◆ Excerto para ler:
=======
É sobre o mal-estar, o air du temps, a paz podre, o chove-não-molha e o tentar viver no meio "desta merda toda", gritou-me a Marina já no tempo de desconto pós- espectáculo-tese.
Mas escrevia eu: Ele chega e ela chega. Casados, sem futuro, já com os desejos recalcados e resignados. A quererem viver sem saber como ou o quê. A viver de quê? Remediados, conformados, escondidos, recalcitrados, reprimidos... juntos, apesar de tudo... porque ele, no fundo, é bom homem, coitado e ela, enfim, não sendo como uma certa namorada que tive no tempo do liceu - que deixei incompleto para ir à vidinha custosa - sempre é uma companhia que se têm. Até ao fim da demonstração - chamemos-lhe assim, porque o "te - a - tro" acaba antes de se poder classificar esta... demonstração - eles vão aparecer-nos sentados a lado a lado e entre um bitoque gorduroso; espantados com as luzes, as fontes, os golfinhos... em suma, o génio que concebeu o centro comercial; a comentar a vida dos outros; presos às flatulências da vida; adiados sem saberem bem à espera de quê.
Ao seu lado, com lentes de aumentar e ampliar, dois assexuados observadores, cuja epiderme ferve de tensão. O macho e a fêmea; o pavão no ritual de acasalamento; na coreografia - chamam-lhe (????) - do amor; Movimento, movimento, movimento... e uma só palavra: TU! Sim, TU que me olhas, espectador satisfeito e acomodado - EU que te acendi as luzes para que a escuridão do "te - a - tro" não te proteja (nem a mim, caramba!!! e agora??) - estás a ver onde estás? Queres sair daqui? Queres? E o que é que estás disposto a fazer por isso? Vais aplaudir, dizer que gostaste muito, parabéns, continuem, depois telefono??? Hã? Que te diz a ti o que eu te estou a dizer?
=======
◆ Listagem fornecida:
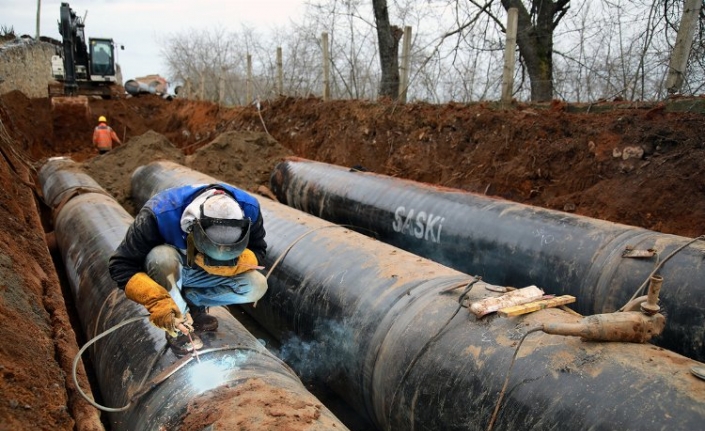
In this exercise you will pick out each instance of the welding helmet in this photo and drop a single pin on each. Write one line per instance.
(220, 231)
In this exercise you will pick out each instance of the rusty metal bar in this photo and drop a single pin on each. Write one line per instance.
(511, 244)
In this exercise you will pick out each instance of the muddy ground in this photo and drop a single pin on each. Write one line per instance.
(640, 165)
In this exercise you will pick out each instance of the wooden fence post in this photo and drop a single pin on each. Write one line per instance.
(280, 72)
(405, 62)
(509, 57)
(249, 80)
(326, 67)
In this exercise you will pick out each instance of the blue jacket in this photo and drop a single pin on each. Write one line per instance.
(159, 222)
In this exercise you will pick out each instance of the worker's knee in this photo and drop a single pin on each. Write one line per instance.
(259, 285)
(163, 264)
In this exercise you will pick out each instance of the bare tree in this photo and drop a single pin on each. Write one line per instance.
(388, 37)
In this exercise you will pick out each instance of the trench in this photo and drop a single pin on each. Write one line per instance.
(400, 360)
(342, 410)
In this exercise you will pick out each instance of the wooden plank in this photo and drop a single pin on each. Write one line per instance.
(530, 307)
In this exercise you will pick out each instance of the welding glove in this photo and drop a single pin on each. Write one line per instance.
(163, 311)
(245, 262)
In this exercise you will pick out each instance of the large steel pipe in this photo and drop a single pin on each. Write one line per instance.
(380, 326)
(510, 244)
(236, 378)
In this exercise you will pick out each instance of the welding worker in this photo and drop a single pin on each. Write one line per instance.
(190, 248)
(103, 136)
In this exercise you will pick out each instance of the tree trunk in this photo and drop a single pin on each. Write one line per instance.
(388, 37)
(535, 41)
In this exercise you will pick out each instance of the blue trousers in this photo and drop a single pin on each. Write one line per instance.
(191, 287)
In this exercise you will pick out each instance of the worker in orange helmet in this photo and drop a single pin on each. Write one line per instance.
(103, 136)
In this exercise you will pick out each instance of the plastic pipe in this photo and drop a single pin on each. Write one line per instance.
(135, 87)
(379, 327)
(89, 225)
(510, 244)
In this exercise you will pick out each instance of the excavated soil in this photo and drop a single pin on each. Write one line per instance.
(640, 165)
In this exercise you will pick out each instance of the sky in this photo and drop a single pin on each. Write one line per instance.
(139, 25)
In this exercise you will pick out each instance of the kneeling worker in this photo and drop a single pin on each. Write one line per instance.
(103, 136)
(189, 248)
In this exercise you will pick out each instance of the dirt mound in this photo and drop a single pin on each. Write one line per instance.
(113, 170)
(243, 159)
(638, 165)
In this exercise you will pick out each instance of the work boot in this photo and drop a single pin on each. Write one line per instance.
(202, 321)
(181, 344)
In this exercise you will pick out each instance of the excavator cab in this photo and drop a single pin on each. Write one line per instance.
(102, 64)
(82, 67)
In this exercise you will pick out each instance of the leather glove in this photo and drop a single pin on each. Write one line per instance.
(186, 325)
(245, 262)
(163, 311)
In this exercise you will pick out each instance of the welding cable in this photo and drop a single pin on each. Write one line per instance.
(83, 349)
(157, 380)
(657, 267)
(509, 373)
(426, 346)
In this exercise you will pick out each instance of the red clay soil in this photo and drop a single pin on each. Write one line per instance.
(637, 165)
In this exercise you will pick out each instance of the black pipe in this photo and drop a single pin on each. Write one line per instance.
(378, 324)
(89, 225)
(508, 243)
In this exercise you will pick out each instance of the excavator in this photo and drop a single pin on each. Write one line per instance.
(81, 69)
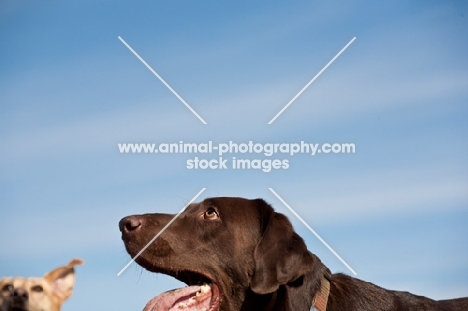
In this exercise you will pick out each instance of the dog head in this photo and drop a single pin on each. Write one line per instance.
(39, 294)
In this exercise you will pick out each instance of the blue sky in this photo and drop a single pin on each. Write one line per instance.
=======
◆ O que se pede: Transcreva o trecho do texto sobre o espetáculo começando em "Ao seu lado, com" e terminando em "estou a dizer?", e troque nele "espectador" por "leitor".

◆ Solução da tarefa:
Ao seu lado, com lentes de aumentar e ampliar, dois assexuados observadores, cuja epiderme ferve de tensão. O macho e a fêmea; o pavão no ritual de acasalamento; na coreografia - chamam-lhe (????) - do amor; Movimento, movimento, movimento... e uma só palavra: TU! Sim, TU que me olhas, leitor satisfeito e acomodado - EU que te acendi as luzes para que a escuridão do "te - a - tro" não te proteja (nem a mim, caramba!!! e agora??) - estás a ver onde estás? Queres sair daqui? Queres? E o que é que estás disposto a fazer por isso? Vais aplaudir, dizer que gostaste muito, parabéns, continuem, depois telefono??? Hã? Que te diz a ti o que eu te estou a dizer?